## Begin DATA FOR THIS TASK

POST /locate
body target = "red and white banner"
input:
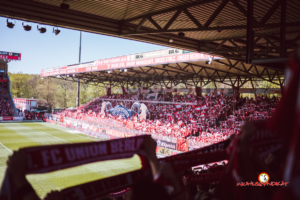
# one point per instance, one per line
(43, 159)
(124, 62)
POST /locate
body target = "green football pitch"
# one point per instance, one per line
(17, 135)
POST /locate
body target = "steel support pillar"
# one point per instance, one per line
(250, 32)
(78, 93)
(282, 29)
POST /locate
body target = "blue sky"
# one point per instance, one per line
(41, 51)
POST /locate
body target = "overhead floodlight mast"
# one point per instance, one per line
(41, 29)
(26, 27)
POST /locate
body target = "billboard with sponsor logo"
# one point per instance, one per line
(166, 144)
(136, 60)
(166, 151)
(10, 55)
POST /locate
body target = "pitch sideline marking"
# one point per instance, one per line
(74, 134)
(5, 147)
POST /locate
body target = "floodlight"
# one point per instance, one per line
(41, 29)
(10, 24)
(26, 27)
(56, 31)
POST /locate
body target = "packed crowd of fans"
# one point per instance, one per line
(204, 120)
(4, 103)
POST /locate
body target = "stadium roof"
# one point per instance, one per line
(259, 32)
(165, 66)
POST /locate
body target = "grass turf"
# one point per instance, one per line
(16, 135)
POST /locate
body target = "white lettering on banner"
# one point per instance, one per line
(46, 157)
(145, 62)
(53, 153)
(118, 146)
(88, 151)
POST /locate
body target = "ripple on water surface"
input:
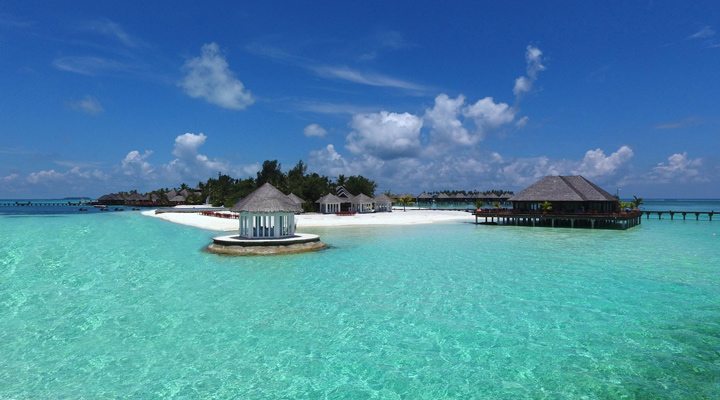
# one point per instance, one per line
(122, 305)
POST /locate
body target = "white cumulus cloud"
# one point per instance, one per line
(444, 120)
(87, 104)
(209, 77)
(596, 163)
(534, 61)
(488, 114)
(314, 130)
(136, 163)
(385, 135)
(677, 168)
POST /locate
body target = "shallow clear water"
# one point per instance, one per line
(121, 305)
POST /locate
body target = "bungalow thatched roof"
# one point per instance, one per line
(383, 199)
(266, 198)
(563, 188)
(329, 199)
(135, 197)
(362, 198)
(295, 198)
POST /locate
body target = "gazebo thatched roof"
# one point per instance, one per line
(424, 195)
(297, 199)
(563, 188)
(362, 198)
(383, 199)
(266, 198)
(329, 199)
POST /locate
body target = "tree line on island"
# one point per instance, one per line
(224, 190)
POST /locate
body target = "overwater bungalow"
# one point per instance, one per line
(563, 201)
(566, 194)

## End DATA FOR THIS TASK

* _DIRECTION_: Without the pictures, write out the whole listing above exactly as it appears.

* _RESPONSE FOR THIS EXERCISE_:
POST /locate
body target = "red and white banner"
input:
# one point per instance, one per line
(43, 159)
(124, 62)
POST /locate
body target = "green football pitch"
# one point per instance, one per line
(17, 135)
POST /locate
body target = "steel support pillar"
# one point per instance, one per line
(250, 32)
(78, 93)
(282, 29)
POST /locate
body target = "blue sky"
# one point per instance, one per line
(41, 51)
POST /locate
body target = "overhead floodlight mast"
# one point per instance, one per line
(41, 29)
(26, 27)
POST /locate
body target = "billboard with sponsor logo"
# one point per instance, one per line
(166, 144)
(136, 60)
(166, 151)
(10, 55)
POST /locate
body target = "pitch sideline marking"
# one point per instance, one per line
(74, 134)
(5, 147)
POST /locate
body target = "floodlight"
# one point per instance, one per line
(41, 29)
(10, 24)
(26, 27)
(56, 31)
POST /locate
body target = "packed crowd of fans"
# one point per instance, one per line
(204, 120)
(4, 103)
POST /locate
body target = "stadium roof"
# one point per instance, one per line
(259, 32)
(165, 66)
POST /locate
body target = "grass turf"
# one point per instance, one per line
(16, 135)
POST /locate
body target = "white lettering on banner"
# one point per instance, one per line
(46, 157)
(145, 62)
(53, 153)
(118, 146)
(88, 151)
POST /locate
body target = "ripple on water surface"
input:
# one point per instance, one per line
(122, 305)
POST /locate
body target = "white cumulus cloud"
# one point per instance, one per line
(444, 120)
(87, 104)
(209, 77)
(596, 163)
(534, 61)
(488, 114)
(314, 130)
(136, 163)
(385, 135)
(677, 168)
POST /locate
body target = "shallow clear water"
# one point per instance, one per line
(121, 305)
POST /locate
body target = "bungalow thatched roof"
# one point per instance, one per line
(383, 199)
(266, 198)
(563, 188)
(329, 199)
(135, 197)
(362, 198)
(295, 198)
POST /locate
body target = "gazebo thatched roof"
# one point per instance, one per line
(424, 195)
(297, 199)
(563, 188)
(362, 198)
(383, 199)
(266, 198)
(329, 199)
POST /locate
body target = "tree line on island"
# one point per instance, one per line
(224, 190)
POST /locate
body target = "overwater bungalow"
# one point per instance, one per line
(563, 201)
(566, 194)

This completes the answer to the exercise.